LISTE DES TÂCHES:
**A.** Répondez aux questions suivantes d'après le texte fourni :
(i) De quelle date est la décision du Département fédéral que le recourant souhaite voir annulée ?
(ii) À quoi le Département fédéral conclut-il ?
(iii) À quelle date le Service cantonal a-t-il produit son dossier ?
**B.** Dressez la liste complète de tout ce que le recourant sollicite dans les phrases du texte fourni construites avec le verbe « demander ».

TEXTE FOURNI:
# # #

Agissant par la voie du recours de droit administratif, X.________ demande au Tribunal fédéral, sous suite de frais et dépens, d'annuler la décision du Département fédéral du 17 juillet 2003 et de l'exempter des mesures de limitation du nombre des étrangers. Le recourant demande aussi des dépens pour la procédure devant le Département fédéral. Il se plaint de violation du droit fédéral, y compris d'excès et d'abus du pouvoir d'appréciation, ainsi que de constatation inexacte et incomplète des faits pertinents. Il demande que le Tribunal fédéral prenne en compte, dans l'application de l'art. 13 lettre f OLE, différents éléments de fait pouvant être groupés en deux critères: "la réalité et les enjeux du marché parallèle du travail en Suisse" et "les conséquences de ce marché sur la vie des travailleurs clandestins". Le recourant reproche à l'autorité intimée d'avoir surestimé la gravité des infractions qu'il a commises et qu'il considère comme inhérentes au "statut" de travailleur clandestin. Il fait valoir qu'il serait contraire au but de l'art. 13 lettre f OLE d'empêcher un étranger de bénéficier d'une exemption des mesures de limitation en raison d'infractions liées à un séjour illégal en Suisse. Il conteste l'importance accordée par le Département fédéral aux années qu'il a passées durant sa jeunesse dans sa patrie par rapport à celles pendant lesquelles il a vécu en Suisse. Le recourant invoque sa bonne intégration professionnelle et sociale en Suisse, compte tenu de sa condition de clandestin. Il reproche au Département fédéral d'avoir fait preuve d'arbitraire et d'avoir constaté les faits de manière inexacte en considérant qu'il conservait des attaches importantes avec sa patrie.
 
Le Département fédéral conclut au rejet du recours.
 
F.
 
Le 28 octobre 2003, le Service cantonal a produit son dossier.
 
Le Tribunal fédéral considère en droit:
 
1.

# # #

SECTION DES DONNÉES:
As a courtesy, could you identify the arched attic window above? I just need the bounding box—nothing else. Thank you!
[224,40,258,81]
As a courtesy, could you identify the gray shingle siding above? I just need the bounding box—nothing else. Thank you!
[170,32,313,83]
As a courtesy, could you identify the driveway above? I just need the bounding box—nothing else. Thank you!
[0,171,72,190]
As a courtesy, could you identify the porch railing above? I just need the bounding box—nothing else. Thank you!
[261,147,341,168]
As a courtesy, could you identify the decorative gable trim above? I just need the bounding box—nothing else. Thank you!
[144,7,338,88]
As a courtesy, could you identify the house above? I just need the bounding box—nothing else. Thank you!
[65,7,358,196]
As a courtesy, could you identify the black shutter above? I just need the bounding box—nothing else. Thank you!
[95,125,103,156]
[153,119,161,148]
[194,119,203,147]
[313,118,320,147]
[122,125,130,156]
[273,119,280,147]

# # #

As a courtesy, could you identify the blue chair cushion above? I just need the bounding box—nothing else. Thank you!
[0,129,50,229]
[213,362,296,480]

# # #

RÉSULTATS DES TÂCHES:
**A.**
(i) Du 17 juillet 2003.
(ii) Au rejet du recours.
(iii) Le 28 octobre 2003.

**B.**
- L'annulation de la décision du Département fédéral du 17 juillet 2003
- L'exemption des mesures de limitation du nombre des étrangers
- Les frais et dépens, dans la procédure devant le Tribunal fédéral
- Des dépens pour la procédure devant le Département fédéral
- La prise en compte par le Tribunal fédéral, dans l'application de l'art. 13 lettre f OLE, de différents éléments de fait pouvant être groupés en deux critères